Given information>
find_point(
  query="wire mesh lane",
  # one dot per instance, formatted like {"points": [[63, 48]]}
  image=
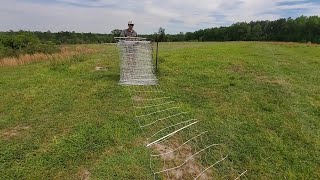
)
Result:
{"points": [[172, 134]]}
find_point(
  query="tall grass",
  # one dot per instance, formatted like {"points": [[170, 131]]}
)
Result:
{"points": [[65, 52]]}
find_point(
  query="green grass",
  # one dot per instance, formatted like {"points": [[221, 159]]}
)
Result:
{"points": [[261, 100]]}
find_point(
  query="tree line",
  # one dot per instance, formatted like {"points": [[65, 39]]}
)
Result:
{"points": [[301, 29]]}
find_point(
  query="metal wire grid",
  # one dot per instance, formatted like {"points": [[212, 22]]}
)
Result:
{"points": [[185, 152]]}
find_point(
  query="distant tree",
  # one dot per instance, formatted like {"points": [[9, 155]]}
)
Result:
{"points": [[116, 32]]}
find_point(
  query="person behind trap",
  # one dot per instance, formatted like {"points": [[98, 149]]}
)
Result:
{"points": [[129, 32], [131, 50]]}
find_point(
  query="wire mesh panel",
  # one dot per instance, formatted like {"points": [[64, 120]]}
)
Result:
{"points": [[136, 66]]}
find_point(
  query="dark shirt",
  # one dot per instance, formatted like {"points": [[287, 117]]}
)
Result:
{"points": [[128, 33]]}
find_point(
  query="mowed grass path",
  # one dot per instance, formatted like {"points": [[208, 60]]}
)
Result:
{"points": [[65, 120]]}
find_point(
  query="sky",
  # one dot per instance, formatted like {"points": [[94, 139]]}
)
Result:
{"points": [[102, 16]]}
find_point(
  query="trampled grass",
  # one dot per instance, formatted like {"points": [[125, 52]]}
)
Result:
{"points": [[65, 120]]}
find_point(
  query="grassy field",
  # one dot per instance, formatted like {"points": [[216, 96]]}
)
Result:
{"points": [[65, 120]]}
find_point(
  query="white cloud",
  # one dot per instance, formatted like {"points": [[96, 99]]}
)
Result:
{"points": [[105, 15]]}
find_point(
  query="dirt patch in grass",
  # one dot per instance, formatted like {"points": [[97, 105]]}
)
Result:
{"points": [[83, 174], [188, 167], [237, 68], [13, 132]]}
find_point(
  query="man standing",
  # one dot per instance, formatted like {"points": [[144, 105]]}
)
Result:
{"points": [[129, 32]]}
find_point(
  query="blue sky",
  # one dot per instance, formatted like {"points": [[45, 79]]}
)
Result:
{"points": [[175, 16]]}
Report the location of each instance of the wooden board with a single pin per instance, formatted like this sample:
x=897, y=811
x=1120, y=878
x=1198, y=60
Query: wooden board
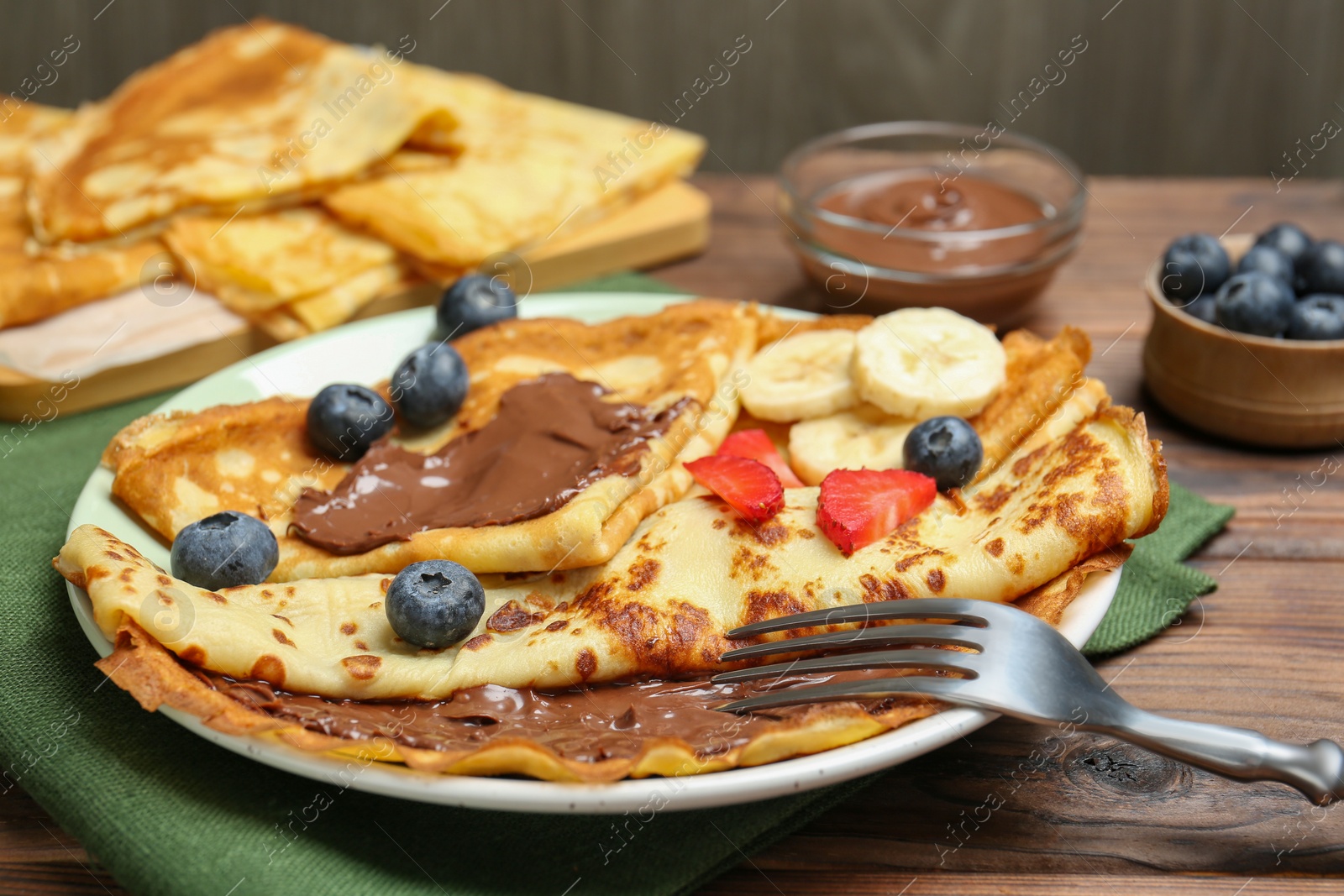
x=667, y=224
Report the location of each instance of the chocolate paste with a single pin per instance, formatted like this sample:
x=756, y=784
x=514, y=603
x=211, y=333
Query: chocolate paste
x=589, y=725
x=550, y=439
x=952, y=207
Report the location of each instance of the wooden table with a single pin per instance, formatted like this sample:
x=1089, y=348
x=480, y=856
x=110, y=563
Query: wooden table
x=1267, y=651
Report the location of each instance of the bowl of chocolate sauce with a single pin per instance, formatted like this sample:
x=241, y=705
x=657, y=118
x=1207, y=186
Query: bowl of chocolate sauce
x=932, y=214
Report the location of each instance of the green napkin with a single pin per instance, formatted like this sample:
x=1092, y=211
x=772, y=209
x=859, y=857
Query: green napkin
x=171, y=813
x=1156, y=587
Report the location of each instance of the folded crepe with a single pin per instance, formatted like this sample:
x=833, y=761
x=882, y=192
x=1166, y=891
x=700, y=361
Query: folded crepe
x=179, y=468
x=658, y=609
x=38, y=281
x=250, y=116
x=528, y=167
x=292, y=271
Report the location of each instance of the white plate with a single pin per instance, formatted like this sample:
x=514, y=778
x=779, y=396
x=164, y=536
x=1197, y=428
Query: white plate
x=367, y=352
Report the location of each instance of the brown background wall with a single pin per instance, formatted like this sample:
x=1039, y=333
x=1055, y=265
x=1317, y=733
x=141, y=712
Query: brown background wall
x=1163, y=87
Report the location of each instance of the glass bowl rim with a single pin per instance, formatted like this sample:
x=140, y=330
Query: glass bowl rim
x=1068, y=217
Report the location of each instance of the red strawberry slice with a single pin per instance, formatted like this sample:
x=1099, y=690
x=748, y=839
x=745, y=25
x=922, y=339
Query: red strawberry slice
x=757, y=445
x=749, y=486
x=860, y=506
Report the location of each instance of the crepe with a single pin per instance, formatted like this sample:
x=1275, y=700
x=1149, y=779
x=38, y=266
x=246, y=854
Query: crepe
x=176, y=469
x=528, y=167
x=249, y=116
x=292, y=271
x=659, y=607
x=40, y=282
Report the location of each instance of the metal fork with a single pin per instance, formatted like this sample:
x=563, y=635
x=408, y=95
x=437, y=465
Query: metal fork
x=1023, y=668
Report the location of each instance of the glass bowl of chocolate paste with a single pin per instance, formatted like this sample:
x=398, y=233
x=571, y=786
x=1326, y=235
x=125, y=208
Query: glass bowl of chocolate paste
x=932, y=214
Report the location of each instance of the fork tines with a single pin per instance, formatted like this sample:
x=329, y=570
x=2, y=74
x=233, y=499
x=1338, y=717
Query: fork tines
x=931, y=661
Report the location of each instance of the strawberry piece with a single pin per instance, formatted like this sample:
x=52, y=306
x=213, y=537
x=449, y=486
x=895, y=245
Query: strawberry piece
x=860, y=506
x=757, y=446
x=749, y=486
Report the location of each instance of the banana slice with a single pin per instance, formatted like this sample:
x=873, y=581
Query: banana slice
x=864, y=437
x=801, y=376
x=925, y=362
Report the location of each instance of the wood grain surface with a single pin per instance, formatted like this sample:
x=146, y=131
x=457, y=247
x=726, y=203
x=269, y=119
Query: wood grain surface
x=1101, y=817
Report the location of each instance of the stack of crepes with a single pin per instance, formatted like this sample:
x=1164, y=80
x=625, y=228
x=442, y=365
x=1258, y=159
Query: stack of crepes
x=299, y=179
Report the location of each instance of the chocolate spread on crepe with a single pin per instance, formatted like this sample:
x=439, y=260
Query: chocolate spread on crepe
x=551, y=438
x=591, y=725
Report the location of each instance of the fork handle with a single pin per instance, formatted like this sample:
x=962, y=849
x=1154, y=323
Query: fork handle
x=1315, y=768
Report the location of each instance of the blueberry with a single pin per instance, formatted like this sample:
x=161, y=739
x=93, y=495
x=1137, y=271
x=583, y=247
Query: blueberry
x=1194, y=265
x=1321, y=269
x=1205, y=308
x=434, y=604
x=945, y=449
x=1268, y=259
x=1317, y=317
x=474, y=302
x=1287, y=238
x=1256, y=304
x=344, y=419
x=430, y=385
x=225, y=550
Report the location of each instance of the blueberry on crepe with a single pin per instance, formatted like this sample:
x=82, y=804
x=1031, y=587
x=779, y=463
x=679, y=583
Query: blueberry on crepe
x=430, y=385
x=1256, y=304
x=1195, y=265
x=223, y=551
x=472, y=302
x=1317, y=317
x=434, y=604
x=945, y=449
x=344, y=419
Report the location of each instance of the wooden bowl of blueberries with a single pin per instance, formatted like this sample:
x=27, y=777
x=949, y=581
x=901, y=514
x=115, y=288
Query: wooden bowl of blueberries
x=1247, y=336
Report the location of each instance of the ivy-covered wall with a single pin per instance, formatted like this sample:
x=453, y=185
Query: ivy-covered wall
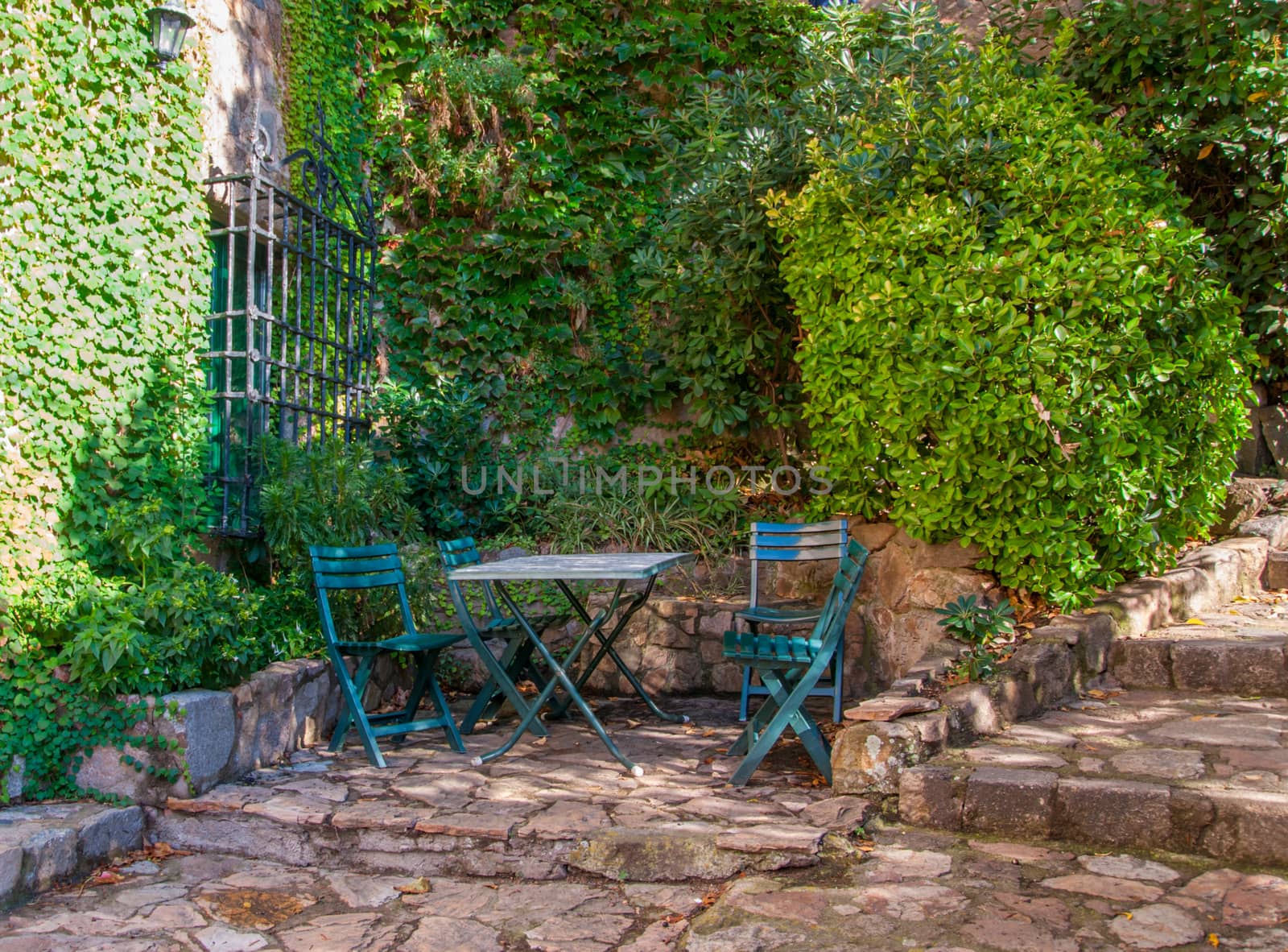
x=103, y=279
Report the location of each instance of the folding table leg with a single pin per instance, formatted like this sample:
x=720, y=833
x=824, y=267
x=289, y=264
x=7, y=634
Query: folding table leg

Task instructions> When you repeat the material above, keep every word exact and leave out the pictures.

Response area>
find_point(
  query="wire mesh lane",
  # one dot per instance, formatted like {"points": [[63, 48]]}
  image=
)
Result:
{"points": [[172, 134]]}
find_point(
  query="tall grass",
  # one dot per instance, formatted like {"points": [[170, 131]]}
)
Result:
{"points": [[65, 52]]}
find_point(
  query="green grass",
  # one dot per instance, formatted like {"points": [[221, 159]]}
)
Result:
{"points": [[261, 100]]}
find_point(
  query="tree line",
  # one dot per instance, formatted like {"points": [[65, 39]]}
)
Result:
{"points": [[301, 29]]}
find_point(
  query="metal wire grid",
  # one dot per instance, formatted like {"points": [[212, 22]]}
)
Result:
{"points": [[185, 152]]}
find_point(
  query="distant tree",
  # one dot per instance, formatted like {"points": [[9, 155]]}
)
Result:
{"points": [[116, 32]]}
find_point(
  query="person behind trap",
  # one dot per instance, formatted like {"points": [[98, 149]]}
)
Result:
{"points": [[129, 32], [131, 50]]}
find_point(
  query="wire mesh panel",
  # one dot per instance, formatted like {"points": [[64, 120]]}
)
Result:
{"points": [[136, 66]]}
find_point(
  query="dark shirt",
  # one dot per instance, formatted like {"points": [[287, 117]]}
)
Result:
{"points": [[128, 33]]}
find_point(
  query="mowed grass path",
  # one dot per instance, formatted like {"points": [[208, 60]]}
)
Result:
{"points": [[65, 120]]}
find_point(
  query="sky",
  # one dot per instance, formatted like {"points": [[94, 139]]}
)
Result:
{"points": [[102, 16]]}
find_point(
  query="trampled grass",
  # one dot per instance, formatted like {"points": [[125, 52]]}
)
Result:
{"points": [[65, 120]]}
find_point(
  query="grassy field",
  # one dot per instance, formatted like {"points": [[216, 96]]}
)
Result:
{"points": [[65, 120]]}
find_point(
  query="white cloud",
  # one dot per instance, formatted like {"points": [[96, 99]]}
)
Result:
{"points": [[105, 15]]}
find_point(
  query="dirt patch in grass",
  # one dot per instance, formatted like {"points": [[97, 105]]}
)
Result:
{"points": [[83, 174], [188, 167], [237, 68], [13, 132]]}
find_point(
  query="man standing",
  # one dot per instance, formatted like {"points": [[144, 105]]}
)
Result:
{"points": [[129, 32]]}
find_point(
  query="blue sky",
  # one dot per instance, formatted like {"points": [[45, 79]]}
)
Result:
{"points": [[175, 16]]}
Report the location of each instance of the wooden board with a single pin per instance, formatted like this sample:
x=897, y=811
x=1120, y=878
x=1198, y=60
Query: wooden board
x=667, y=224
Report the location of each instance of the chocolate paste with a single pin per instance, formatted like this sample:
x=756, y=784
x=514, y=603
x=211, y=333
Query: chocolate paste
x=589, y=725
x=550, y=439
x=952, y=207
Report the location of each instance of the wooden table with a single pin per instance, formatted like this sample:
x=1089, y=348
x=480, y=856
x=110, y=563
Query: wooden table
x=1267, y=651
Report the location of each instance of the bowl of chocolate sauce with a single pin per instance, formatted like this sample:
x=241, y=705
x=657, y=118
x=1207, y=186
Query: bowl of chocolate sauce
x=932, y=214
Report the location of each instance of the green napkin with a single pin per instance, formatted like this sample:
x=1092, y=211
x=772, y=209
x=859, y=857
Query: green napkin
x=171, y=813
x=1156, y=587
Report the location of each instance of the folded crepe with a single pin per instance, formatted like this sample:
x=833, y=761
x=882, y=192
x=1166, y=891
x=700, y=361
Query: folded crepe
x=179, y=468
x=658, y=609
x=38, y=281
x=250, y=116
x=528, y=167
x=292, y=271
Report the location of each instance of the white plate with a single pin per instance, formatted like this sample:
x=514, y=778
x=779, y=396
x=164, y=536
x=1197, y=428
Query: white plate
x=367, y=352
Report the location of each instance of the brown background wall with a single pin per instance, formatted like this sample:
x=1039, y=333
x=1055, y=265
x=1317, y=733
x=141, y=712
Query: brown background wall
x=1163, y=87
Report the location of each instance of the glass bowl rim with a single pin per instance, formatted like this sample:
x=140, y=330
Query: glass bowl rim
x=1068, y=217
Report the location of each instance of the red strawberry slice with a single pin per instance, formatted like this sample:
x=1099, y=690
x=748, y=839
x=745, y=25
x=922, y=339
Query: red strawberry slice
x=757, y=445
x=749, y=486
x=860, y=506
Report the location of each instance of the crepe with a single pin per instance, formatted like this sample:
x=1275, y=700
x=1149, y=779
x=38, y=266
x=246, y=854
Query: crepe
x=176, y=469
x=528, y=167
x=249, y=116
x=292, y=271
x=659, y=607
x=40, y=282
Report the location of each instance of the metal fork with a single pin per instance, formatted like this sample:
x=563, y=635
x=408, y=95
x=437, y=465
Query: metal fork
x=1023, y=668
Report the location of each instance of the glass bowl of chocolate paste with a single pin per instance, formatted like this sample:
x=398, y=233
x=571, y=786
x=1326, y=235
x=125, y=208
Query: glass bowl of chocolate paste
x=932, y=214
Report the location of each instance of the fork tines with a single pin per instance, formatted like this sample:
x=329, y=570
x=2, y=74
x=233, y=499
x=1338, y=717
Query: fork tines
x=931, y=661
Report the location of each instance of the strawberry piece with a single pin per instance, formatted like this sample:
x=52, y=306
x=213, y=537
x=449, y=486
x=895, y=245
Query: strawberry piece
x=860, y=506
x=757, y=446
x=749, y=486
Report the location of each instance of the banana slice with a single pin per instance, formatted like this sample:
x=873, y=581
Query: banana slice
x=864, y=437
x=801, y=376
x=925, y=362
Report the location of each instance of the wood grain surface with a single pin per instance, formatted like this sample:
x=146, y=131
x=457, y=247
x=726, y=203
x=269, y=119
Query: wood grain surface
x=1101, y=817
Report the location of each instance of the stack of crepes with a single pin per instance, formatted like this sample:
x=1164, y=80
x=625, y=228
x=442, y=365
x=1258, y=159
Query: stack of crepes
x=299, y=179
Report the location of each instance of the chocolate spread on crepe with a single pin per instance, formatted like this sample:
x=439, y=260
Query: chocolate spread on crepe
x=551, y=438
x=591, y=725
Report the location of each instance of the fork handle with a single pin per instance, formatted like this sample:
x=962, y=849
x=1154, y=323
Query: fork handle
x=1315, y=768
Report the location of each instance of the blueberry with a single pin per instance, formatted like this sample:
x=161, y=739
x=93, y=495
x=1137, y=271
x=583, y=247
Query: blueberry
x=1194, y=265
x=1321, y=269
x=1205, y=308
x=434, y=604
x=945, y=449
x=1268, y=259
x=1317, y=317
x=474, y=302
x=1287, y=238
x=1256, y=304
x=344, y=419
x=430, y=385
x=225, y=550
Report the location of each instance of the blueberry on crepe with a single pin per instance, formatted like this sample:
x=82, y=804
x=1031, y=587
x=779, y=463
x=679, y=583
Query: blueberry on crepe
x=430, y=385
x=1256, y=304
x=1195, y=265
x=223, y=551
x=472, y=302
x=1317, y=317
x=434, y=604
x=945, y=449
x=344, y=419
Report the location of each instance of the wooden bowl of blueberries with a single pin per instance, formatted like this sample:
x=27, y=777
x=949, y=581
x=901, y=514
x=115, y=288
Query: wooden bowl of blueberries
x=1247, y=336
Report the location of each instance of the ivy-covered wall with a single pin per instance, formatted like this sample:
x=453, y=185
Query: ivy-covered wall
x=103, y=279
Report the location of each instance of the folding table leg with a single pin per instance, formatted like this sample:
x=720, y=833
x=824, y=267
x=289, y=264
x=7, y=634
Query: folding table leg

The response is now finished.